▶ **CHALLENGE**:
Give an exact copy of every line, leaving images out.

▶ **EXERCISE MATERIAL**:
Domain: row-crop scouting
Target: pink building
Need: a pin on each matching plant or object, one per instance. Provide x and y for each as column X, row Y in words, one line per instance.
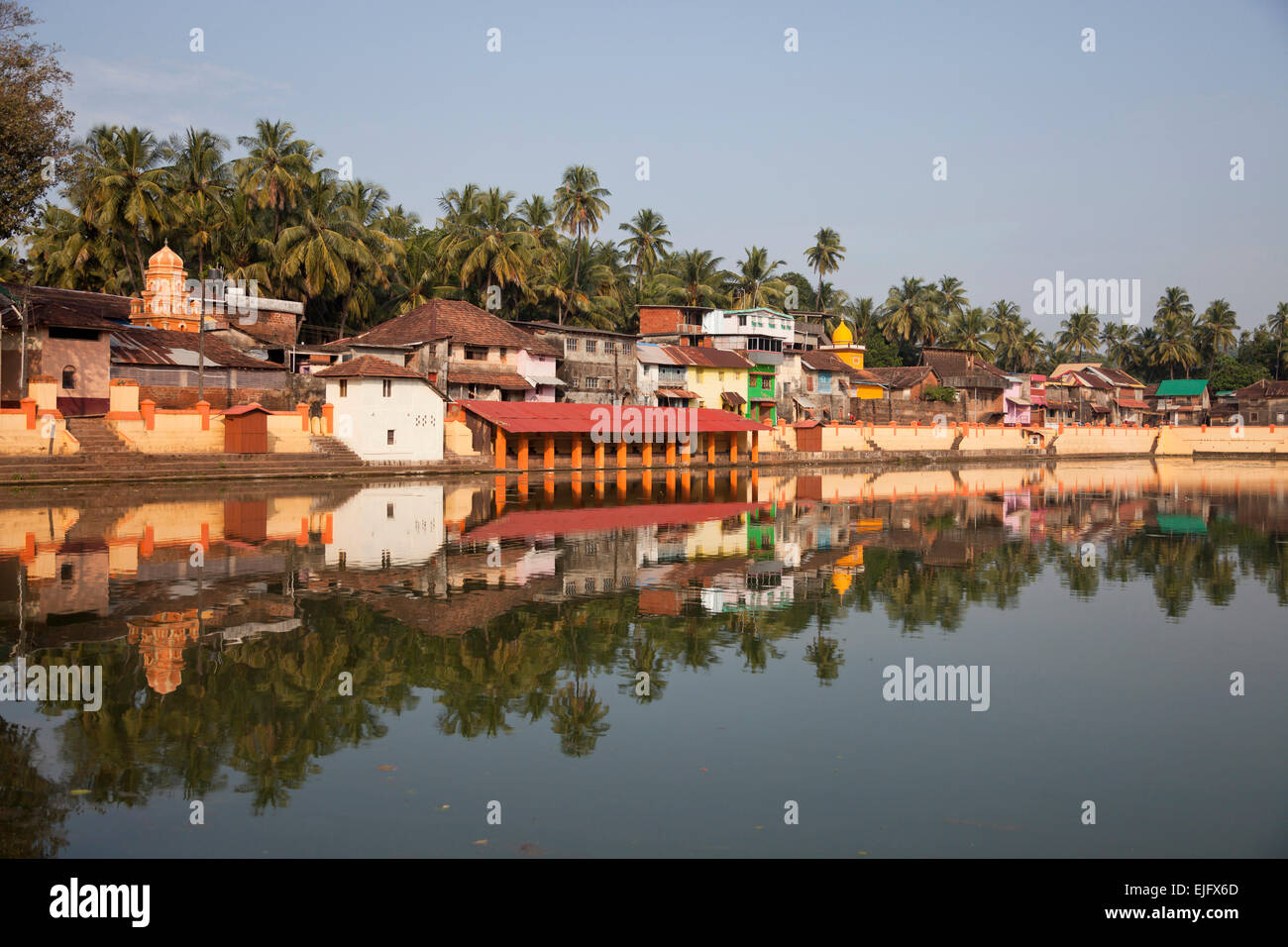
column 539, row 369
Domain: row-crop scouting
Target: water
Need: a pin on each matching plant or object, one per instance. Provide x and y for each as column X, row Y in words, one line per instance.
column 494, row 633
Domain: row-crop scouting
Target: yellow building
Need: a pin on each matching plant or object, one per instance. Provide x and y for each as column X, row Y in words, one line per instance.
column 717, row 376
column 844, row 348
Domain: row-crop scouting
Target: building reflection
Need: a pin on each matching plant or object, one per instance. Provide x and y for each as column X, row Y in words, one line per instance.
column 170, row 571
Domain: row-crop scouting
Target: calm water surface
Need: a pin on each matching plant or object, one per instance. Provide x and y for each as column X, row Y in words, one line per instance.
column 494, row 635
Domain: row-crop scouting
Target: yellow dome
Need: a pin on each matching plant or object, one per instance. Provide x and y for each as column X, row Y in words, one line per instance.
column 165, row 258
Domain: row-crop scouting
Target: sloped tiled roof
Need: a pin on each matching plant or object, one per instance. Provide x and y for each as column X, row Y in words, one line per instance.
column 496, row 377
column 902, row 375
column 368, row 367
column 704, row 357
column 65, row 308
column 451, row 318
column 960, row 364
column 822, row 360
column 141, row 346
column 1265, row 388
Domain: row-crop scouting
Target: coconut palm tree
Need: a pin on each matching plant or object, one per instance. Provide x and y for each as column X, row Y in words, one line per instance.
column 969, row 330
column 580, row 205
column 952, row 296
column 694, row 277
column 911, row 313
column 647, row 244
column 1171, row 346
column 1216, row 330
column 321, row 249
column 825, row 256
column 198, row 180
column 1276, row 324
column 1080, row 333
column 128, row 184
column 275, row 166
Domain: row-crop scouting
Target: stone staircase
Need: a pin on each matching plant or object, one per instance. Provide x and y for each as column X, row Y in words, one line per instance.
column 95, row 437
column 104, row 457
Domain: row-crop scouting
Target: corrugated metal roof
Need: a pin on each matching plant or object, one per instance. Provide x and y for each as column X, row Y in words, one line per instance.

▶ **OUTPUT FOR THIS EXERCISE**:
Domain: row-crop scouting
Target: pink building
Need: a pin on each matching plant or object, one per instance. Provide x and y for each as column X, row Y in words, one line per instance.
column 539, row 369
Domain: row-crop scouting
Target: water
Need: a pin on each matching plant or object, one per instance. Provide x and y for each as column X, row Y in words, one line per instance.
column 494, row 633
Domain: row-crop scouting
Target: yellow building
Need: a pin on each matching plant or object, one per instance. Provide x and y for each as column X, row Y in words, one line per instance.
column 717, row 376
column 844, row 348
Domain: row-crop scouting
Target: building reflection
Need: a pin on each matching plant or object, one per instance. Provide x and y for each as column X, row Y in words, one line per instance.
column 170, row 571
Domain: row-crop scouting
Target: calm water surface
Need: a pin on each matching plant or object, one per instance. Provide x and y for each as column X, row Y in words, one line per instance.
column 494, row 635
Domain: row-crop scouting
Target: yellow dome
Need: a pin on each matching plant or object, one per instance. Provide x and y for each as column X, row Y in words, one line per instance.
column 165, row 258
Domain: row-crop scouting
Target: sloped tiled roof
Need: a pin on each matching plant or object, one per instance. Provide x and y for each as column X, row Y in words, one line per instance.
column 496, row 377
column 902, row 375
column 368, row 367
column 704, row 357
column 65, row 308
column 451, row 318
column 960, row 364
column 822, row 360
column 141, row 346
column 1265, row 388
Domain: row-crop scouting
Target: coconut palm tree
Need: a pin on each matching plant or object, one per instance. Provide x and y for each as column X, row Y in words, one line per instance.
column 969, row 330
column 580, row 205
column 952, row 296
column 694, row 277
column 911, row 313
column 647, row 244
column 1171, row 346
column 1216, row 330
column 321, row 249
column 825, row 256
column 198, row 180
column 1276, row 324
column 1080, row 333
column 128, row 184
column 275, row 166
Domain: row-crop scouting
Target: stone staircase
Need: a pin on each matching plant or object, one per instance. Provide x and y for each as column X, row Y in words, one line per instance.
column 95, row 437
column 104, row 457
Domain: row-crop scouting
Target: corrugated metal roof
Need: a pin on each matching plant or object, one per instance. Provide x and y for each as column X, row Y in words, one line per instance.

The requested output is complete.